> Task to complete: Copy the entries below word for word, changing nothing.
--
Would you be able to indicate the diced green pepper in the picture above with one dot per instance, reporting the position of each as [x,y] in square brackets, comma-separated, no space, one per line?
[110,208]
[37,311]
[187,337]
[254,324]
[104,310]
--
> Answer to this exercise:
Would you be able to indicate the diced green pepper in the picture above with one dot per instance, reporting the position of each as [x,y] in square brackets, comma-separated, no space, one per line?
[110,208]
[37,311]
[187,337]
[254,324]
[104,310]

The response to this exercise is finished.